> Exercise objective:
Note how many lines in these entries contain "hair", and reply with that number alone.

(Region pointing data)
╭──

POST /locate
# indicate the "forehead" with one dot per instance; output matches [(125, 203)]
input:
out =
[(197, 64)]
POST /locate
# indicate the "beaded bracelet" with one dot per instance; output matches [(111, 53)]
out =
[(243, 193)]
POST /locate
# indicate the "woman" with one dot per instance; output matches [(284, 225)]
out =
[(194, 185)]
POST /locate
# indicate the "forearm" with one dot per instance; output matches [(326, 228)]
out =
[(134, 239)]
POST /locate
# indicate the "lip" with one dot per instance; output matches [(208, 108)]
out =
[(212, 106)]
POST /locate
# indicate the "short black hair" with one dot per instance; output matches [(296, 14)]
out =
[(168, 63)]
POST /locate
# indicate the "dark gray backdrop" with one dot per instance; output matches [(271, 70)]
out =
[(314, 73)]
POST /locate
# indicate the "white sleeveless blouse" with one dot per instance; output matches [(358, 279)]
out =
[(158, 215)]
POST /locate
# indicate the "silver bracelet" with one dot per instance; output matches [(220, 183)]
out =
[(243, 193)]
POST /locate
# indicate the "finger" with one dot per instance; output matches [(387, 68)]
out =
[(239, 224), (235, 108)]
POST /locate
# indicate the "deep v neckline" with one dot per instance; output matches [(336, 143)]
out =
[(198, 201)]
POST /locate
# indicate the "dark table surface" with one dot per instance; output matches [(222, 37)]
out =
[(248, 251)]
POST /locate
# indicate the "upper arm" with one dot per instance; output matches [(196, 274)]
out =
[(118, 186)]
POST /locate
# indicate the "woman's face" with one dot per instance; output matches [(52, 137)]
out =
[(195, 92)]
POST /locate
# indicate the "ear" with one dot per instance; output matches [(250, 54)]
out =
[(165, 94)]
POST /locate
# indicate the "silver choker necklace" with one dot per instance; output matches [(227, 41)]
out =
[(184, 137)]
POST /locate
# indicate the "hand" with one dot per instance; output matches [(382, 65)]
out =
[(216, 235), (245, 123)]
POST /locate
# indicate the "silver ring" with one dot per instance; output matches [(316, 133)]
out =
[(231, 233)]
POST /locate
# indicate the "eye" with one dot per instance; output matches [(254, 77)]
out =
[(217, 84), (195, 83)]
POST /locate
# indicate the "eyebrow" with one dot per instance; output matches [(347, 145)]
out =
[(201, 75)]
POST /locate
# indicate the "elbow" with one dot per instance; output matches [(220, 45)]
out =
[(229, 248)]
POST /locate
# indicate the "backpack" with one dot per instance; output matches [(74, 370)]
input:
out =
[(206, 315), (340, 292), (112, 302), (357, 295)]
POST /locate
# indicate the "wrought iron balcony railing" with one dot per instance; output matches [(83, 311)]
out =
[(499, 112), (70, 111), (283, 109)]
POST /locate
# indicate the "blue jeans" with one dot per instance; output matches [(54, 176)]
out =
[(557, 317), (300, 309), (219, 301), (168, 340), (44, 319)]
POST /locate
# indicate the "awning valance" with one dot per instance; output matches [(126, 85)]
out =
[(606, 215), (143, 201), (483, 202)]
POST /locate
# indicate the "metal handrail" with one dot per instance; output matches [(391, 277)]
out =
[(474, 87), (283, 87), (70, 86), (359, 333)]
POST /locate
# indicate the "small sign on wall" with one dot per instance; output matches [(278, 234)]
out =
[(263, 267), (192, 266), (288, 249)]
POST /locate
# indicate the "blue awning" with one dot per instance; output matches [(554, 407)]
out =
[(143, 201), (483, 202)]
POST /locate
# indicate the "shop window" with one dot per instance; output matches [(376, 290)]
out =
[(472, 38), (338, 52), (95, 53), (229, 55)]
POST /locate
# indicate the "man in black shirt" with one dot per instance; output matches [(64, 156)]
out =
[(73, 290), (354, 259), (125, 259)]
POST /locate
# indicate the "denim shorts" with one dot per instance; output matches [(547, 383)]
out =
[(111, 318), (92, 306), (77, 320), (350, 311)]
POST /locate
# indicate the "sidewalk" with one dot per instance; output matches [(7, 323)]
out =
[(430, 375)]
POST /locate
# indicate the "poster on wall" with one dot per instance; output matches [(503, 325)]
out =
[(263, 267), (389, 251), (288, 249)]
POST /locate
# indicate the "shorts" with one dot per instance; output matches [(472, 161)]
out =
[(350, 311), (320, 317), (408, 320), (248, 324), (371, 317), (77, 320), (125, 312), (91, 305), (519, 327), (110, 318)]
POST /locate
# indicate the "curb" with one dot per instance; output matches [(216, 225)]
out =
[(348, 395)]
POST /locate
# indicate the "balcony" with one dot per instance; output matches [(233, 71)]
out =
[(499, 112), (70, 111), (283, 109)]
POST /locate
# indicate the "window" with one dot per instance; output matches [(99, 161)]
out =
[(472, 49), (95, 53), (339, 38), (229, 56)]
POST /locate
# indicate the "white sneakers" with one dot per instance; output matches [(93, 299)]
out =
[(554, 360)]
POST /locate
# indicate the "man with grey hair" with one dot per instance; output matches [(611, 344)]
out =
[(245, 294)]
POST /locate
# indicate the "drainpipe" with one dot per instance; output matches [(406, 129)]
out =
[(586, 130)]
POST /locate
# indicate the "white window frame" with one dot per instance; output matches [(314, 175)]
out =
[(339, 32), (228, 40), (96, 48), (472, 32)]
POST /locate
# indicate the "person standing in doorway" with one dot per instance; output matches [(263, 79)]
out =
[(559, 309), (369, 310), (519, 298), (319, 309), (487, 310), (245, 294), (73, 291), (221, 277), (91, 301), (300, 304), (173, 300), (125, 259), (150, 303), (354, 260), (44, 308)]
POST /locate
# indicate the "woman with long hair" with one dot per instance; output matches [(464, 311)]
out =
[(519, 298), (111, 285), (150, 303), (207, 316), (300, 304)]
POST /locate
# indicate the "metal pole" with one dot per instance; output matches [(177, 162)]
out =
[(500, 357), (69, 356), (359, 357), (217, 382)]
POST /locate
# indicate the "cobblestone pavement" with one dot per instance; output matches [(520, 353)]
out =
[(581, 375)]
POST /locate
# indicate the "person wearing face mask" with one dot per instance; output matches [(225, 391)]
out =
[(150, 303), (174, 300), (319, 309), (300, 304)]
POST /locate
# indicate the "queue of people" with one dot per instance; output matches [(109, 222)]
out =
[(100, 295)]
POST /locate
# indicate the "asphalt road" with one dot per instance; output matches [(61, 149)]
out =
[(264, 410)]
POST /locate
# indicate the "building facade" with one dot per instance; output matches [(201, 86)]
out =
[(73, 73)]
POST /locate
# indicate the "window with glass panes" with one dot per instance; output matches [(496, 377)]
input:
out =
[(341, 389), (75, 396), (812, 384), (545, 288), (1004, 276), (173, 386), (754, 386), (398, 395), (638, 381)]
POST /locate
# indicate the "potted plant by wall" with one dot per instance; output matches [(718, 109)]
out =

╰──

> Response to the exercise:
3